--- Start of Task material ---
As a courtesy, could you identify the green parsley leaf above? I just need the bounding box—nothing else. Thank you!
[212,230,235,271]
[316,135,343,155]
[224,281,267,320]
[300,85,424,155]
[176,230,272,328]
--- End of Task material ---
Stated exercise – Print the data above line for line, changing nothing.

Solution for this problem –
As a courtesy, could you identify the green parsley leaf above? I just need the bounding box—nothing else. Thank you!
[212,230,235,271]
[316,135,343,155]
[224,281,267,320]
[300,85,424,155]
[176,230,272,328]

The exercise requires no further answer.